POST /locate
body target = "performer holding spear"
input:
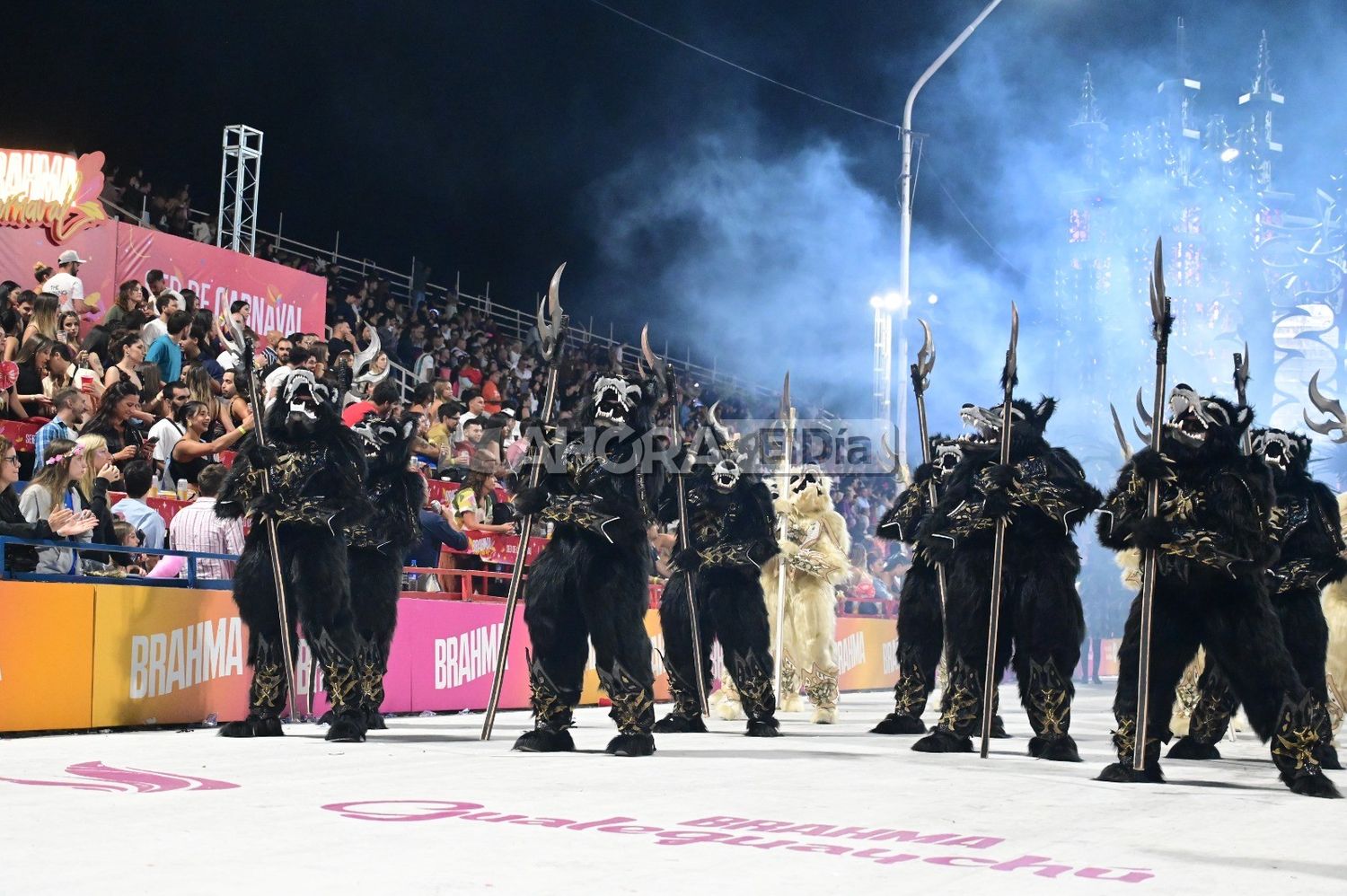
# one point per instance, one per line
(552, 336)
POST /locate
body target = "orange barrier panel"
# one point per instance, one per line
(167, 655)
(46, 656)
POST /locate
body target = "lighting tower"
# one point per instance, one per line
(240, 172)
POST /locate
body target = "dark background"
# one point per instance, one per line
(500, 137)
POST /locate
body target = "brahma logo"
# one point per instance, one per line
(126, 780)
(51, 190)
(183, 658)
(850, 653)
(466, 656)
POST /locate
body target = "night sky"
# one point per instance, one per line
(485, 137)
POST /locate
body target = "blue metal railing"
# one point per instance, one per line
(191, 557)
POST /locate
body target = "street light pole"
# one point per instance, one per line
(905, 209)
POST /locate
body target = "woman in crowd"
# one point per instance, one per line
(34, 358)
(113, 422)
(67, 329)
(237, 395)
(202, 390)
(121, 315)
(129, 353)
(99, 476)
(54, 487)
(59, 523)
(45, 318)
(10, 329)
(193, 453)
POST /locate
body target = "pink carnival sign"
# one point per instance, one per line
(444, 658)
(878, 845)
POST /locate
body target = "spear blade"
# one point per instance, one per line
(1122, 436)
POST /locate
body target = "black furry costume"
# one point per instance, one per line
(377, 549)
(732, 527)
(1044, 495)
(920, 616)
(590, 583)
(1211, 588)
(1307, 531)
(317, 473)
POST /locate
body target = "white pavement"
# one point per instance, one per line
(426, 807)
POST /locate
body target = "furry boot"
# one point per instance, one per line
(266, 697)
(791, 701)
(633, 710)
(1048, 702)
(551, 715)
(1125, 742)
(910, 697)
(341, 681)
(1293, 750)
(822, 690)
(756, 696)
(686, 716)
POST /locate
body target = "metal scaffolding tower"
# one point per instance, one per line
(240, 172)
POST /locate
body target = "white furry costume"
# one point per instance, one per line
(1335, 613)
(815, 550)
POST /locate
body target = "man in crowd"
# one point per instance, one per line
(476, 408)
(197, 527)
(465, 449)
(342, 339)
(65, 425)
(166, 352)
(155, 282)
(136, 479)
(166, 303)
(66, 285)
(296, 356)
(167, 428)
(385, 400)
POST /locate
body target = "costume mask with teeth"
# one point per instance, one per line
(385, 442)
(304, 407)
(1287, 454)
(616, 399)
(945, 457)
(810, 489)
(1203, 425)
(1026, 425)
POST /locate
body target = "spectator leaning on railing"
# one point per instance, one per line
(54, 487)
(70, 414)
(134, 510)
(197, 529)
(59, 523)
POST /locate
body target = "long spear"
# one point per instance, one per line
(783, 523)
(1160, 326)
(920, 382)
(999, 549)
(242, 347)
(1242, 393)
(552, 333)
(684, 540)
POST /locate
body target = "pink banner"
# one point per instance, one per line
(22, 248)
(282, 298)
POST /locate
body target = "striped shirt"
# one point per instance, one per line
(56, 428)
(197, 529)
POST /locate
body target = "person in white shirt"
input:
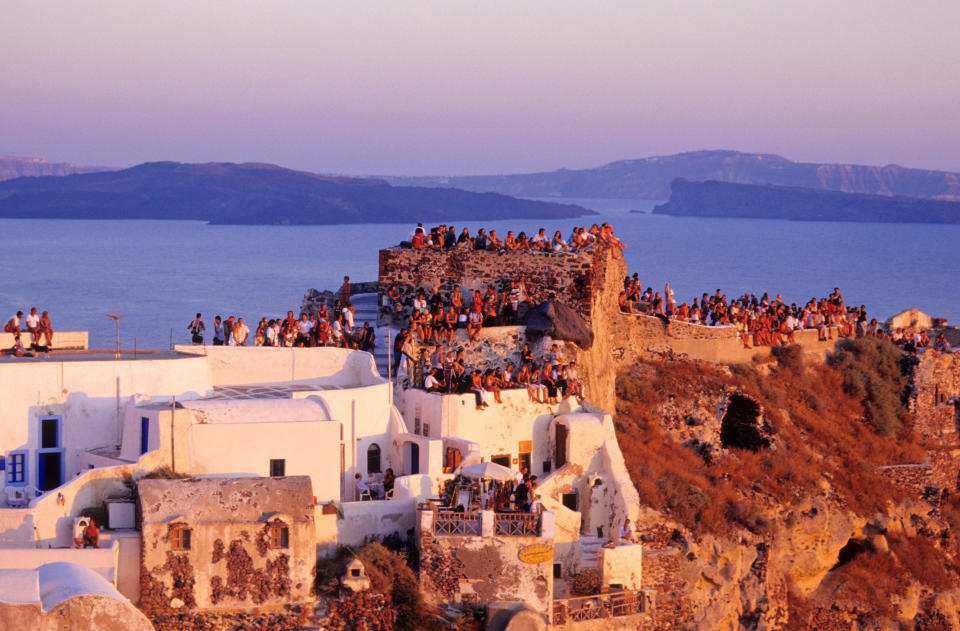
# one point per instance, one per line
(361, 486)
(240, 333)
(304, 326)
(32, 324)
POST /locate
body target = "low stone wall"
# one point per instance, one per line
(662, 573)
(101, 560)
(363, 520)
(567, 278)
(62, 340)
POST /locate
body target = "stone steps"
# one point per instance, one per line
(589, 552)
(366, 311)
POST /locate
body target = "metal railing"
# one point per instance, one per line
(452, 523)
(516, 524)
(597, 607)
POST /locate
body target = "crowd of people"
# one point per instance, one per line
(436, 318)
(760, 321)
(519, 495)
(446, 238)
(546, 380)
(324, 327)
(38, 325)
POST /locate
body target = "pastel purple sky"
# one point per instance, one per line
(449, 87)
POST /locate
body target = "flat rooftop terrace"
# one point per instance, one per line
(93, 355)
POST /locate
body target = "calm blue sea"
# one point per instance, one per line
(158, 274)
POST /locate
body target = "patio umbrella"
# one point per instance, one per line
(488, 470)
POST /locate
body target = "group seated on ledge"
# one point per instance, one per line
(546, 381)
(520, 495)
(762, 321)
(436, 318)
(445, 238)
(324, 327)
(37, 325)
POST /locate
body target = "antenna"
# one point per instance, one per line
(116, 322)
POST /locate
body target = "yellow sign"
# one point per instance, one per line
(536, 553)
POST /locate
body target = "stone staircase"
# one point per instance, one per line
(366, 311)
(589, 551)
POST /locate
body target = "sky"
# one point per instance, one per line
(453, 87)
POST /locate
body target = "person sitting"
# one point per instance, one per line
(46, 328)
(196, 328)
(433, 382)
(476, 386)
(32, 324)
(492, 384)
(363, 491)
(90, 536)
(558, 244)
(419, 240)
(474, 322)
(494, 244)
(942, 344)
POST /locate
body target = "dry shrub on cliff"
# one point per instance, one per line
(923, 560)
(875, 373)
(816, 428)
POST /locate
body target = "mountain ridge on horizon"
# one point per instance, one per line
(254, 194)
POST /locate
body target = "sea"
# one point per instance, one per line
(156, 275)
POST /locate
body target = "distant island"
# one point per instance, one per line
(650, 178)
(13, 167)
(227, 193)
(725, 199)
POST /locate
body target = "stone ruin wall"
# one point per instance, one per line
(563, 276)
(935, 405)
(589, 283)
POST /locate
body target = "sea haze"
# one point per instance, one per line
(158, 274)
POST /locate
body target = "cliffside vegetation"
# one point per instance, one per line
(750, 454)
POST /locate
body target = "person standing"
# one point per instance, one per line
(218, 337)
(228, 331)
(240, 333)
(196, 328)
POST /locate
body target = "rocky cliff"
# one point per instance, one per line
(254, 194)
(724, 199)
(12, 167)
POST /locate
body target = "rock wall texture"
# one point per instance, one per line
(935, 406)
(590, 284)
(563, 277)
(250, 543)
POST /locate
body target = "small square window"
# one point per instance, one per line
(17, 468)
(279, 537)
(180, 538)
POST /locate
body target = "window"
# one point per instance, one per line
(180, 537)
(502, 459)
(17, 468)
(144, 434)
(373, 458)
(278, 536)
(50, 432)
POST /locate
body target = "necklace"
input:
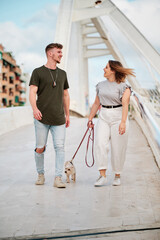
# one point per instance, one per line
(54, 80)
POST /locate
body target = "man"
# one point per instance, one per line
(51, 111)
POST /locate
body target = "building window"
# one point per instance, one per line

++++++++++++++++++++

**Prompt**
A complete answer reproduces every line of the records in which the word "window" occurs.

**Solution for this problem**
body target = "small square window"
body target = "window"
body target = "building window"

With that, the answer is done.